[Extracted data entries]
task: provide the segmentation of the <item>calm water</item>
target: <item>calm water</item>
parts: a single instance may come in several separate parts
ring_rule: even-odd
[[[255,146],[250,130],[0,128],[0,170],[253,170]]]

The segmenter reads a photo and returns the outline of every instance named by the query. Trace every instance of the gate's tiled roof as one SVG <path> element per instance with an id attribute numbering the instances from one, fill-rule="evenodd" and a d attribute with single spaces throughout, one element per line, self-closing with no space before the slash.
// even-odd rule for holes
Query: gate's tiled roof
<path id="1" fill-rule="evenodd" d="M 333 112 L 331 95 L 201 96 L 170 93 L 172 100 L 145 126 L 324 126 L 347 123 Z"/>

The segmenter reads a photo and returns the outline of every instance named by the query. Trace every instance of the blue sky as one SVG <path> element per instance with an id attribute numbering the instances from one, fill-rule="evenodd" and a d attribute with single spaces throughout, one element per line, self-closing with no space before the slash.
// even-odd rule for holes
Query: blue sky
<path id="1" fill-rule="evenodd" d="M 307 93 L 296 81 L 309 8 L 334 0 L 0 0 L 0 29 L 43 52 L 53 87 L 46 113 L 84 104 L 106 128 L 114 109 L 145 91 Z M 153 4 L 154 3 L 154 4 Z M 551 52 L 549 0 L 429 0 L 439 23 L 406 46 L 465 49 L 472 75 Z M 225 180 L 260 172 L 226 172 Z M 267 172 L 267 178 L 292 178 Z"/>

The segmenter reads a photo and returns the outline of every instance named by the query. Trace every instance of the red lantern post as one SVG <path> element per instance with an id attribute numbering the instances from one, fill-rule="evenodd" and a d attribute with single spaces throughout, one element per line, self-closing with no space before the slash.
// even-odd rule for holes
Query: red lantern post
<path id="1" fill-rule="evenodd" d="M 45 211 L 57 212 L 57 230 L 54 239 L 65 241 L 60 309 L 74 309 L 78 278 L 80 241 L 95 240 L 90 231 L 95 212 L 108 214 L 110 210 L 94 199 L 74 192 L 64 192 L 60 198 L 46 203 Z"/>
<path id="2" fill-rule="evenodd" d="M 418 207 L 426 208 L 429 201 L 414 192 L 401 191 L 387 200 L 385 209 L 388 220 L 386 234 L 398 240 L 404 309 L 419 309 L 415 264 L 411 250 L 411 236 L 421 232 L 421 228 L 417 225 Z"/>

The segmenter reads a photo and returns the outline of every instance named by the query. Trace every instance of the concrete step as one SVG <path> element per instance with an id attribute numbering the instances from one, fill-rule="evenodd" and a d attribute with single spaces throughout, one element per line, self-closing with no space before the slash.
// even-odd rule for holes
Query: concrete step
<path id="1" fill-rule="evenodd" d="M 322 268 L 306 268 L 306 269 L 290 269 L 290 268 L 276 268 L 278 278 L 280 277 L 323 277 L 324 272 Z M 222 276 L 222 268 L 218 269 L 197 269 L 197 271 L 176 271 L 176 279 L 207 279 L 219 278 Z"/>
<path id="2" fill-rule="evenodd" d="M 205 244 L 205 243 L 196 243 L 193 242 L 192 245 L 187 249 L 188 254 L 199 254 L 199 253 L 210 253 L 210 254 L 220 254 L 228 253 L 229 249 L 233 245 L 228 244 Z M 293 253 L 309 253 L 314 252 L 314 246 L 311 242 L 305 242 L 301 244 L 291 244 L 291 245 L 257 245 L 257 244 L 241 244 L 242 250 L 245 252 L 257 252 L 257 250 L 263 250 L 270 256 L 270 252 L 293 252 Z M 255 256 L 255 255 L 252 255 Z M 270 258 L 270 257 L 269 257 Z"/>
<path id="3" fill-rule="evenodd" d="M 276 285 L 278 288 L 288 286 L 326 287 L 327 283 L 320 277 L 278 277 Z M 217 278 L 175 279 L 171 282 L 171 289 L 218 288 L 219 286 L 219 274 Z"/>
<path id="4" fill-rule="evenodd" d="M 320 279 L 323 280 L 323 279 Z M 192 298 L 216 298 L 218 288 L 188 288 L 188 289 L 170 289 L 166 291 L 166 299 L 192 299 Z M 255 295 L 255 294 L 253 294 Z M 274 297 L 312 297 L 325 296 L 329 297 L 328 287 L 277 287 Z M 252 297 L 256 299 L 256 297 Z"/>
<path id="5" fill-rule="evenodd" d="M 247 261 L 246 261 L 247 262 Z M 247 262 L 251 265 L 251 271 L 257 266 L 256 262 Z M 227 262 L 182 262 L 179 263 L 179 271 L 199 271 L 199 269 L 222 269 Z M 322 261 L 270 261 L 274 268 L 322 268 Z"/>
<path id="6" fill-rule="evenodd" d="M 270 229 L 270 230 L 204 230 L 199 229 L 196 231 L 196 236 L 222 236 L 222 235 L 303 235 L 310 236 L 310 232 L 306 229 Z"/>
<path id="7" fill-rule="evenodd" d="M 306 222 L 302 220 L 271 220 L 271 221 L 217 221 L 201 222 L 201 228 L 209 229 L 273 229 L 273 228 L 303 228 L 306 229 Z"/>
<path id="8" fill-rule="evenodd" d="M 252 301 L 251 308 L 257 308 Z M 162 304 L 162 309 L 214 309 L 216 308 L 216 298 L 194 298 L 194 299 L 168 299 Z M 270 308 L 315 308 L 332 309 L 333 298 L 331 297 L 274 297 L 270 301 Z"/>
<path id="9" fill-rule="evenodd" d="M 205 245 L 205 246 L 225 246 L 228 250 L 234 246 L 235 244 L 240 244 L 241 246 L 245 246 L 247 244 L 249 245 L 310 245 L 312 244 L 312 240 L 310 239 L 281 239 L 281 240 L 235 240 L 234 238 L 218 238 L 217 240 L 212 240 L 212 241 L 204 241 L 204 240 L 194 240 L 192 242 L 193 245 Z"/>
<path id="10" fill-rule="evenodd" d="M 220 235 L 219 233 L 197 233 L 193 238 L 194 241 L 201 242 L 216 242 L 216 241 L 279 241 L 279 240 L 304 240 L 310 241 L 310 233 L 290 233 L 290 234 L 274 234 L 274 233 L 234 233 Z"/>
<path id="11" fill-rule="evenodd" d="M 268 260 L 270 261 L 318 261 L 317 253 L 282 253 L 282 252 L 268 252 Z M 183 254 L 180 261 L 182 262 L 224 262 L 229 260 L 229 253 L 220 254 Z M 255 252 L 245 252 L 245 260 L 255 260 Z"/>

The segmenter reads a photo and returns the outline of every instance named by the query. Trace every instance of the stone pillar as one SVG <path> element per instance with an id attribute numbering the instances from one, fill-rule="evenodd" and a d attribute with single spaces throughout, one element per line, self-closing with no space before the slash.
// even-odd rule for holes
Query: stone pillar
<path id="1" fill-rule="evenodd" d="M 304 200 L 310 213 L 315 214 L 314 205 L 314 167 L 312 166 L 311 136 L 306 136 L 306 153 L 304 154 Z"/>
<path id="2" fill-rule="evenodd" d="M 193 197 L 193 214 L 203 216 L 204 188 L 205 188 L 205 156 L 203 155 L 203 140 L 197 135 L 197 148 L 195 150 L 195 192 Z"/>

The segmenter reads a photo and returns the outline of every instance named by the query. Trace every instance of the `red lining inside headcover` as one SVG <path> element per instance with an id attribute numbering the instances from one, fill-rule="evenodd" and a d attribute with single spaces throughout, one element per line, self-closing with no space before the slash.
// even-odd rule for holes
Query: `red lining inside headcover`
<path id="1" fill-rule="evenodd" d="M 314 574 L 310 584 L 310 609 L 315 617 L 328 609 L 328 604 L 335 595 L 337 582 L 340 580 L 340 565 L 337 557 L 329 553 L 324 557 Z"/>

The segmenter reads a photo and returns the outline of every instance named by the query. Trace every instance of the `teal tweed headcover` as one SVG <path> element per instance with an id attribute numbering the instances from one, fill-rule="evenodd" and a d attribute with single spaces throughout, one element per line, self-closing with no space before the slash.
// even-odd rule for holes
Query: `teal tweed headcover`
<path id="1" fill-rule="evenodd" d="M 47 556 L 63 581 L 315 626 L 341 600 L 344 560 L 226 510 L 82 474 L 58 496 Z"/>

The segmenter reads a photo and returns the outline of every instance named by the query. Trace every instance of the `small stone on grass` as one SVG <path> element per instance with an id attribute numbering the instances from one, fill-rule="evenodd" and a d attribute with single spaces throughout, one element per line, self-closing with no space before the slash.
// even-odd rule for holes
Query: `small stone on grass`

# Your instructions:
Quote the data above verbatim, from its first line through the line containing "307 93 L 296", with both of those lines included.

# Full solution:
task: provide the segmentation of the <item>calm water</item>
target: <item>calm water</item>
parts: a single instance may come in several separate parts
ring_rule: even-odd
[[[255,146],[250,130],[0,128],[0,170],[253,170]]]

The segmenter reads a photo and returns the outline of every instance named by the query. Trace every instance of the gate's tiled roof as one SVG <path> element per instance with an id attribute numbering the instances from one, fill-rule="evenodd" and a d attribute with single spaces throughout, one element per line, self-closing with no space before the slash.
// even-odd rule for holes
Query: gate's tiled roof
<path id="1" fill-rule="evenodd" d="M 333 112 L 331 95 L 201 96 L 170 93 L 172 100 L 145 126 L 324 126 L 347 123 Z"/>

The segmenter reads a photo and returns the outline of every instance named by the query. Trace every instance of the blue sky as one SVG <path> element per instance with an id attribute numbering the instances from one, fill-rule="evenodd" and a d attribute with single spaces throughout, one element per line, self-closing with no space before the slash.
// even-odd rule for holes
Query: blue sky
<path id="1" fill-rule="evenodd" d="M 307 93 L 296 81 L 309 8 L 334 0 L 0 0 L 0 29 L 43 52 L 53 87 L 46 113 L 84 104 L 106 128 L 114 109 L 145 91 Z M 153 4 L 154 3 L 154 4 Z M 551 52 L 549 0 L 429 0 L 439 23 L 406 46 L 465 49 L 472 75 Z M 225 180 L 260 172 L 226 172 Z M 267 172 L 267 178 L 292 178 Z"/>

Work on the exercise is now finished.